> _TEXT BLOCK_:
Daniel Monberg Jensen (born 25 June 1979) is a Danish former professional footballer. A central midfielder, he was known for making good passes in the final third of the field. He played more than 50 matches and scored three goals for the Denmark national team, and represented his country at the 2004 European Championship. He is the younger brother of a retired former Denmark international player Niclas Jensen.

Club career

Early career
Born in Copenhagen, Daniel Jensen started playing football at B93 in the secondary Danish 1st Division. In his time at the club he made 44 appearances scoring 9 goals. He was called up for Danish under-19 national team in September 1995, and made his senior debut for Boldklubben in the fall 1996. He played a total 16 matches and scored three goals for the under-19 national team, before he was sold to Dutch club Heerenveen in July 1998.

Heerenveen
While at Heerenveen, he played 19 games and scored two goals for the Danish under-21 national team. In February 2002, he made his Danish national team debut under national coach Morten Olsen.

After more than 100 league matches for Heerenveen, his contract ran out in the summer 2003, and he left the club on a free transfer.

Murcia
Jensen sought a move to a club in the La Liga championship, and signed a one-year contract with newly promoted team Real Murcia in August 2003. Murcia ended last in the 2003–04 La Liga season, and Jensen was reported on his way to a number of German clubs. He was called up to the Danish team for the 2004 European Championship (Euro 2004) in June 2004. He began the Euro 2004 tournament as a part of the Danish starting line-up, and played full-time in the first two matches against Italy and Bulgaria. He was replaced by Christian Poulsen during Denmark's third match, and saw the quarter-final defeat to the Czech Republic from the bench. Back from Euro 2004, Murcia used a clause in Jensen's contract to prolong it for another two years. The extension hindered Jensen from leaving the club on a free transfer, and he was sold to German club Werder Bremen for €1 million in July 2004.

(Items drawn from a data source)
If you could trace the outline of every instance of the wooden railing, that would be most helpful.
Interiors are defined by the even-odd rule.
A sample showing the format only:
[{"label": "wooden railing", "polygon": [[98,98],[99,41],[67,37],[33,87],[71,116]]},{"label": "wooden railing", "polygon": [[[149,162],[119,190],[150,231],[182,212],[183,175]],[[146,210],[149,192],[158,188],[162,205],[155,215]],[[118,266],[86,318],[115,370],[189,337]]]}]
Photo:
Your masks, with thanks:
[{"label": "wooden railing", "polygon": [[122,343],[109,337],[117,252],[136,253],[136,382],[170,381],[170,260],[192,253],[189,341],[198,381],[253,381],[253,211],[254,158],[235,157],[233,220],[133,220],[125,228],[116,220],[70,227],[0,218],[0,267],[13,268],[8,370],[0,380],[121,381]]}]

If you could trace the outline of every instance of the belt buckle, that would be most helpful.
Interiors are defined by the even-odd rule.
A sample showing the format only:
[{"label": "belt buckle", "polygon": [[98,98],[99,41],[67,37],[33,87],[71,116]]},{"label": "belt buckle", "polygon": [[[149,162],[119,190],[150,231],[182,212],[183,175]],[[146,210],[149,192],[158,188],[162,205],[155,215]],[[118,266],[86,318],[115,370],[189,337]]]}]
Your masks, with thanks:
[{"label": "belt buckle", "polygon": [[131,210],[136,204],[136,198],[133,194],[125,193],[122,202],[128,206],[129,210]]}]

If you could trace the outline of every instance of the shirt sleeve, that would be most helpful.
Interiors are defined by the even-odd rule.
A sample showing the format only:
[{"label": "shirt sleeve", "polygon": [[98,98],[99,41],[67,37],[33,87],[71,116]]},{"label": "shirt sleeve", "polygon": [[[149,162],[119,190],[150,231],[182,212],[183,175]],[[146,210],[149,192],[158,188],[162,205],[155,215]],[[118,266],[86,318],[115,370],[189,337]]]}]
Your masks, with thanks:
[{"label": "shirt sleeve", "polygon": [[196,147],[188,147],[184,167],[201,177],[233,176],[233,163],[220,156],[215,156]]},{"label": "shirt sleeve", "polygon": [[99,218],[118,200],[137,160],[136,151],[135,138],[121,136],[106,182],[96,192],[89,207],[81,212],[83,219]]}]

> _TASK INSTRUCTIONS_:
1 - Transcribe the passage about Daniel Jensen word for word, everything from "Early career" down to "coach Morten Olsen.".
2 - According to the passage about Daniel Jensen, for what fee was he sold to Werder Bremen?
These records were taken from a separate source.

> _COMPLETE ANSWERS_:
1 -
Early career
Born in Copenhagen, Daniel Jensen started playing football at B93 in the secondary Danish 1st Division. In his time at the club he made 44 appearances scoring 9 goals. He was called up for Danish under-19 national team in September 1995, and made his senior debut for Boldklubben in the fall 1996. He played a total 16 matches and scored three goals for the under-19 national team, before he was sold to Dutch club Heerenveen in July 1998.

Heerenveen
While at Heerenveen, he played 19 games and scored two goals for the Danish under-21 national team. In February 2002, he made his Danish national team debut under national coach Morten Olsen.

2 - €1 million